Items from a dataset

_ _ _ _ _ _ _

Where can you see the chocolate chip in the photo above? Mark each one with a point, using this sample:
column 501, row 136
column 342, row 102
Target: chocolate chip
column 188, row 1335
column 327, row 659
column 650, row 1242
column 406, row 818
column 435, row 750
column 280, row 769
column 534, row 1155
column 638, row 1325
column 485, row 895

_ _ _ _ _ _ _

## TASK STATEMENT
Change "chocolate chip" to "raisin" everywhere in the data above and leave everything else as it is.

## TASK RESPONSE
Where can you see the raisin in the photo above? Mark each one with a point, using this sample:
column 501, row 136
column 342, row 102
Target: raisin
column 188, row 1335
column 327, row 659
column 650, row 1242
column 406, row 818
column 435, row 750
column 280, row 769
column 534, row 1155
column 638, row 1325
column 485, row 895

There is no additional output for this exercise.